_Records for the exercise_
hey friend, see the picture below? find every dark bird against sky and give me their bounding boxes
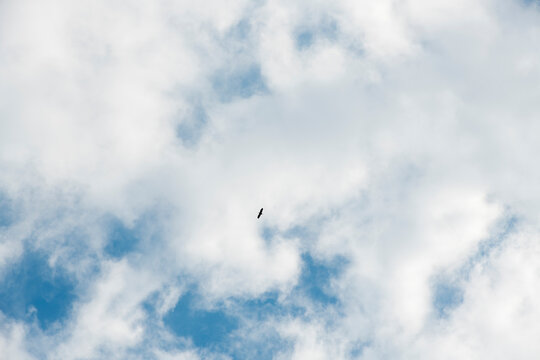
[258,208,263,219]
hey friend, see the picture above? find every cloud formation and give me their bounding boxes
[1,0,540,358]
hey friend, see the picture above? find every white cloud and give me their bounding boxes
[53,260,161,359]
[2,0,540,358]
[0,316,35,360]
[153,348,200,360]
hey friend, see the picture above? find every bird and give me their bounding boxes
[257,208,263,219]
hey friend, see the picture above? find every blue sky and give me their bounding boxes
[2,0,540,359]
[0,250,76,330]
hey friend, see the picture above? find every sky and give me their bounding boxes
[1,0,540,359]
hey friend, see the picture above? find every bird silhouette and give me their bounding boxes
[257,208,263,219]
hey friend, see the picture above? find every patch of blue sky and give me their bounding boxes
[159,249,347,357]
[158,289,294,359]
[0,250,76,330]
[0,191,17,228]
[260,226,279,246]
[103,216,141,259]
[431,214,518,318]
[102,209,164,259]
[212,64,268,102]
[475,215,518,259]
[432,280,464,318]
[163,290,239,350]
[261,223,345,307]
[263,219,327,247]
[227,254,347,355]
[176,101,208,147]
[227,18,251,41]
[294,17,338,51]
[158,220,346,356]
[283,224,318,241]
[226,327,292,360]
[262,224,346,307]
[453,214,518,283]
[349,340,372,358]
[296,31,315,50]
[297,253,346,306]
[239,291,305,320]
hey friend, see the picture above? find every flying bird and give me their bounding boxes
[257,208,263,219]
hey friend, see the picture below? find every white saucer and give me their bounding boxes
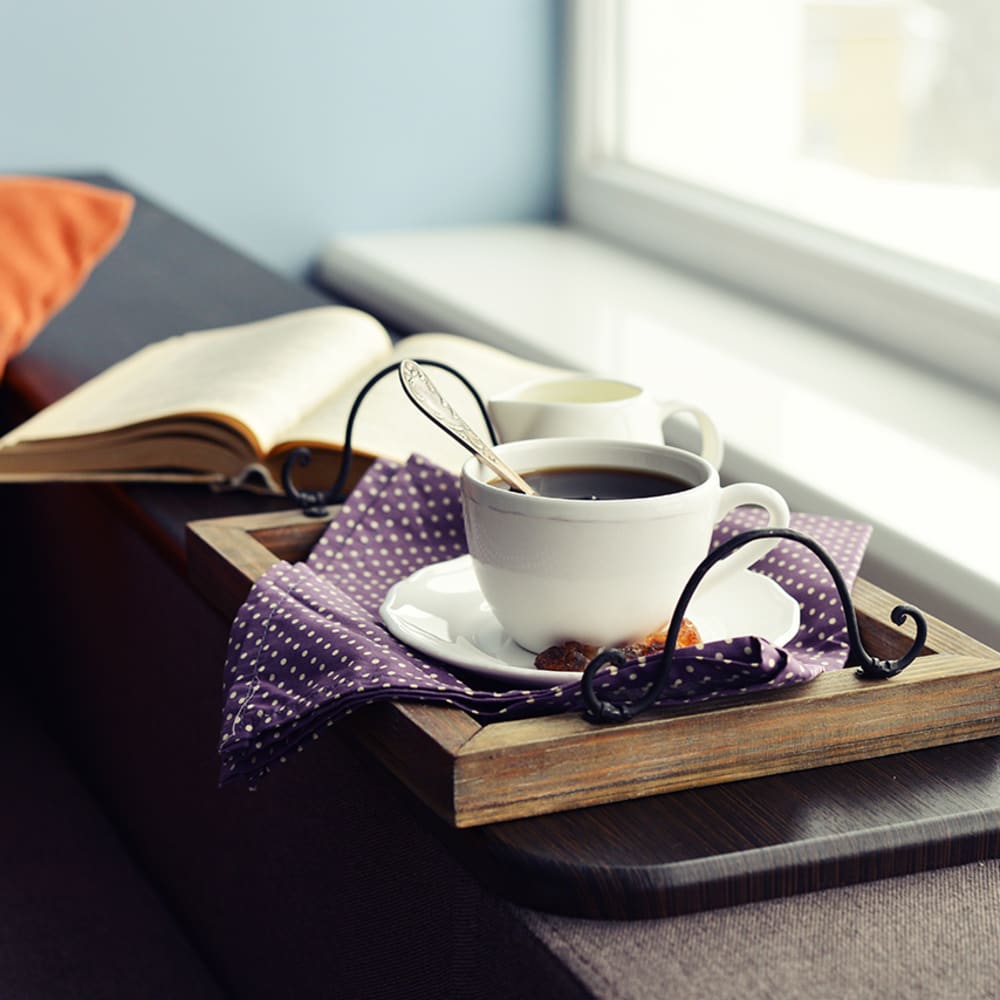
[379,555,801,688]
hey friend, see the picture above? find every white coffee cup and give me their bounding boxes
[488,375,724,468]
[461,438,789,653]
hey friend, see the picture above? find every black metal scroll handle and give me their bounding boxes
[281,359,496,516]
[581,526,928,724]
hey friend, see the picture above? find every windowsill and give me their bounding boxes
[315,222,1000,649]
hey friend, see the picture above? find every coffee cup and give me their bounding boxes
[487,375,724,468]
[460,438,789,653]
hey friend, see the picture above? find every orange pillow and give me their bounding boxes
[0,176,134,376]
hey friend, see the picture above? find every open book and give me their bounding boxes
[0,306,567,494]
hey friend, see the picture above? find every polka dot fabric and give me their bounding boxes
[219,455,872,786]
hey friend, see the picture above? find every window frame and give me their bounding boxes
[562,0,1000,398]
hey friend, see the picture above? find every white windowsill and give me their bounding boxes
[315,222,1000,650]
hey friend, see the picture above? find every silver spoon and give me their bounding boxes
[398,359,537,495]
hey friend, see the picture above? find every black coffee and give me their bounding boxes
[495,465,693,500]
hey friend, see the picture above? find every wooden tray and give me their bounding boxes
[187,508,1000,830]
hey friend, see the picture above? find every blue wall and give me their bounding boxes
[0,0,562,277]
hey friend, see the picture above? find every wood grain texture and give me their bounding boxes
[346,703,482,822]
[463,736,1000,917]
[185,509,331,619]
[450,654,1000,825]
[185,509,1000,830]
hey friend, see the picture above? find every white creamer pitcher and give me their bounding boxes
[488,375,724,468]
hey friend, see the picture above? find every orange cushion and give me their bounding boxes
[0,176,134,376]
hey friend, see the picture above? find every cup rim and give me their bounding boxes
[461,438,716,517]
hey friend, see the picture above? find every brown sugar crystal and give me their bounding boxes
[534,618,702,672]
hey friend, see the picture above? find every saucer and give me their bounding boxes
[379,555,801,688]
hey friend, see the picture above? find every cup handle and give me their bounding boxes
[659,401,724,469]
[705,482,791,583]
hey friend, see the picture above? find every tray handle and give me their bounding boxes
[581,527,928,724]
[281,360,496,517]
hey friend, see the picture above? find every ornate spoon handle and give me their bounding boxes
[398,359,537,495]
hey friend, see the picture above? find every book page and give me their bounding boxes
[1,306,392,456]
[284,332,571,474]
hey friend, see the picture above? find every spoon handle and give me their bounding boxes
[399,359,537,495]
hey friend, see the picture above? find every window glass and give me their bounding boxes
[619,0,1000,287]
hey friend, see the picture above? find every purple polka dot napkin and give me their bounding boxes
[218,455,871,786]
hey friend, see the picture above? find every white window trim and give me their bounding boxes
[315,221,1000,651]
[562,0,1000,398]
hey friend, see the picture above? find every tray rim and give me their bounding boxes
[186,507,1000,828]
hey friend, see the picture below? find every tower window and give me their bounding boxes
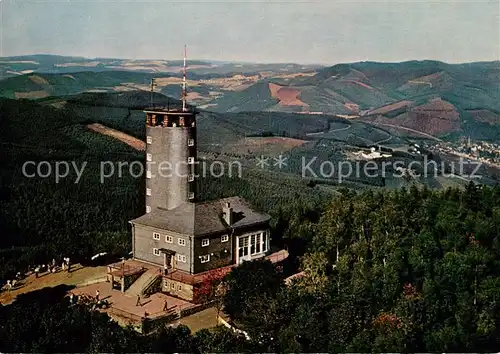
[146,188,151,196]
[147,136,152,144]
[221,235,229,243]
[201,238,210,247]
[200,254,210,263]
[187,157,195,164]
[188,192,195,200]
[177,254,187,263]
[146,153,152,162]
[165,235,173,243]
[153,248,160,256]
[188,139,195,147]
[146,206,152,213]
[178,238,186,246]
[153,232,160,240]
[188,174,194,182]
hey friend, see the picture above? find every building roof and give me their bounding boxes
[130,196,270,237]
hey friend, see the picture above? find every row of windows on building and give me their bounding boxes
[146,137,195,146]
[152,248,210,263]
[152,232,229,246]
[166,281,183,292]
[145,175,195,184]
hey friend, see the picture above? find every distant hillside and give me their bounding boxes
[2,57,499,142]
[207,60,500,141]
[0,71,158,99]
[0,54,321,78]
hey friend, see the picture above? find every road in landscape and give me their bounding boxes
[358,121,443,142]
[306,123,351,136]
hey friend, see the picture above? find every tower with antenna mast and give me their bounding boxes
[142,45,198,212]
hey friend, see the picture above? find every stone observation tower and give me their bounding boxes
[144,45,197,212]
[144,108,197,212]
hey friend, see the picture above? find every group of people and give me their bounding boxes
[3,272,23,291]
[32,257,71,278]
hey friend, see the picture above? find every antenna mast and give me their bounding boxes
[182,45,187,112]
[150,78,156,108]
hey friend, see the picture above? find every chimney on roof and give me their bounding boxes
[223,202,233,225]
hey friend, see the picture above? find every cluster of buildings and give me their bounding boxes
[433,139,500,166]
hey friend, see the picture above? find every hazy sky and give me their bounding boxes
[2,0,499,64]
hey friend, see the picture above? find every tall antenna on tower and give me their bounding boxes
[150,77,156,108]
[182,45,187,112]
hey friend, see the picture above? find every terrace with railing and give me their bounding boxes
[107,261,147,278]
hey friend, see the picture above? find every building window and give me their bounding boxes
[146,188,152,196]
[200,254,210,263]
[147,136,152,144]
[188,192,195,200]
[153,232,160,240]
[165,235,173,243]
[146,205,151,213]
[187,157,195,164]
[146,170,152,179]
[262,232,268,253]
[188,139,195,147]
[188,174,195,182]
[153,248,160,256]
[201,238,210,247]
[221,235,229,243]
[178,238,186,246]
[146,153,152,162]
[238,233,266,258]
[177,254,186,263]
[238,236,249,258]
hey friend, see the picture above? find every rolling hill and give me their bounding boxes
[205,60,500,141]
[1,58,499,142]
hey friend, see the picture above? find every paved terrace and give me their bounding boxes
[70,282,192,321]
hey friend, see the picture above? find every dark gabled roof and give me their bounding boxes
[129,196,270,237]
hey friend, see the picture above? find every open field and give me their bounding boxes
[172,307,220,332]
[0,264,107,305]
[269,83,308,107]
[87,123,146,151]
[227,136,307,155]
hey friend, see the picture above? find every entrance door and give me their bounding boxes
[163,253,175,274]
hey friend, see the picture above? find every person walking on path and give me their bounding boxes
[163,299,168,312]
[95,289,100,302]
[136,295,141,306]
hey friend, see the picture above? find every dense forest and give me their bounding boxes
[222,183,500,352]
[2,183,500,352]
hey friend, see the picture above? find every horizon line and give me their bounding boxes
[1,52,499,67]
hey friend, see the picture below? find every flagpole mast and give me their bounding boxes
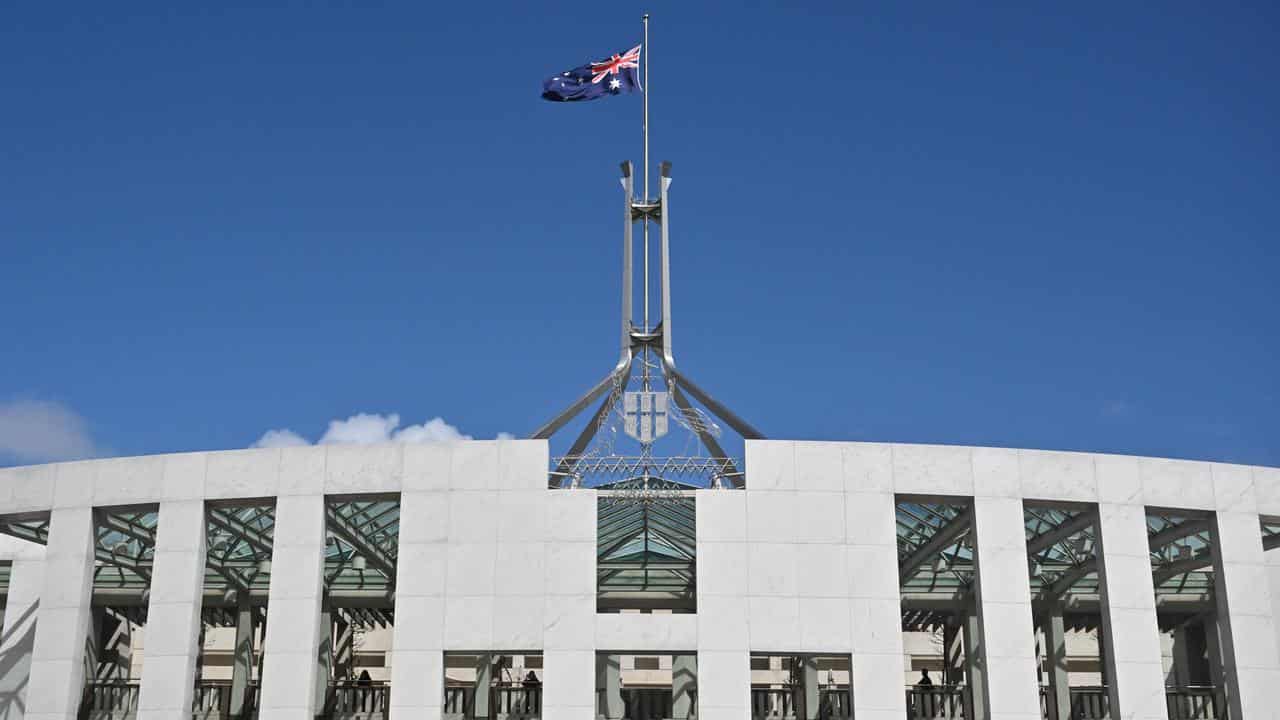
[642,13,650,337]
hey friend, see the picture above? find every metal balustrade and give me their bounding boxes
[751,687,798,718]
[1067,686,1109,719]
[904,685,969,719]
[81,682,140,718]
[492,686,542,719]
[322,680,390,718]
[1166,686,1221,720]
[191,680,260,718]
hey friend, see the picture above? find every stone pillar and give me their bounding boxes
[943,619,963,686]
[390,487,447,719]
[801,656,819,720]
[0,556,45,720]
[597,654,624,719]
[26,507,96,720]
[543,650,596,720]
[313,602,333,713]
[259,494,327,719]
[1042,608,1071,720]
[840,452,907,719]
[1204,614,1226,712]
[474,654,492,719]
[137,500,207,718]
[1210,506,1280,720]
[333,613,353,681]
[970,497,1041,719]
[1170,627,1193,688]
[1094,502,1167,720]
[962,611,986,720]
[229,600,255,717]
[672,654,696,720]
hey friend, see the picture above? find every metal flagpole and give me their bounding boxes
[641,14,650,338]
[641,13,651,392]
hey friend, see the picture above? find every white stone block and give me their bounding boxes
[845,546,900,600]
[444,595,495,648]
[324,443,402,493]
[398,491,449,545]
[747,596,800,651]
[51,461,94,509]
[389,649,444,716]
[747,543,798,597]
[259,650,319,711]
[403,442,453,492]
[696,595,749,651]
[498,440,548,490]
[1212,463,1256,513]
[395,543,448,597]
[850,597,905,655]
[391,596,445,650]
[492,595,545,649]
[7,463,56,513]
[544,542,595,597]
[445,543,497,596]
[790,492,846,544]
[695,651,750,713]
[795,441,844,492]
[972,446,1020,498]
[891,443,974,496]
[1096,503,1151,558]
[95,455,165,505]
[745,441,796,491]
[494,542,546,596]
[1095,553,1156,610]
[541,649,596,717]
[696,491,747,543]
[1018,449,1097,501]
[1255,466,1280,517]
[796,542,849,598]
[850,652,908,713]
[697,542,748,596]
[1139,457,1214,510]
[275,445,325,496]
[799,597,852,651]
[205,448,280,500]
[745,491,798,543]
[595,613,697,652]
[842,442,893,494]
[446,491,500,542]
[1095,453,1142,505]
[542,595,595,651]
[496,491,547,542]
[162,451,208,501]
[544,492,596,543]
[845,491,898,547]
[450,441,499,490]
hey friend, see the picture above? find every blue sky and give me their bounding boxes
[1,2,1277,468]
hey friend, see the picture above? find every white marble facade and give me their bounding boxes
[0,440,1277,719]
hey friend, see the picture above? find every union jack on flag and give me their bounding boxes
[542,44,642,102]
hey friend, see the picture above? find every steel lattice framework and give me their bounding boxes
[532,162,761,490]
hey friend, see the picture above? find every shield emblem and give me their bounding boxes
[623,391,669,443]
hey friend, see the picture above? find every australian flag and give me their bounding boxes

_Problem statement_
From the line holding "hey friend, see the picture above? find every steel" down to the last line of the records above, restate each line exactly as written.

_Answer space_
hey friend, see the picture above? find every steel lattice framework and give me their bounding boxes
[532,162,761,490]
hey friend, see the picture above? find every shield emblem and give me their bounding boxes
[623,391,669,443]
hey friend, see the picture above? find every australian flag and give me their bounding boxes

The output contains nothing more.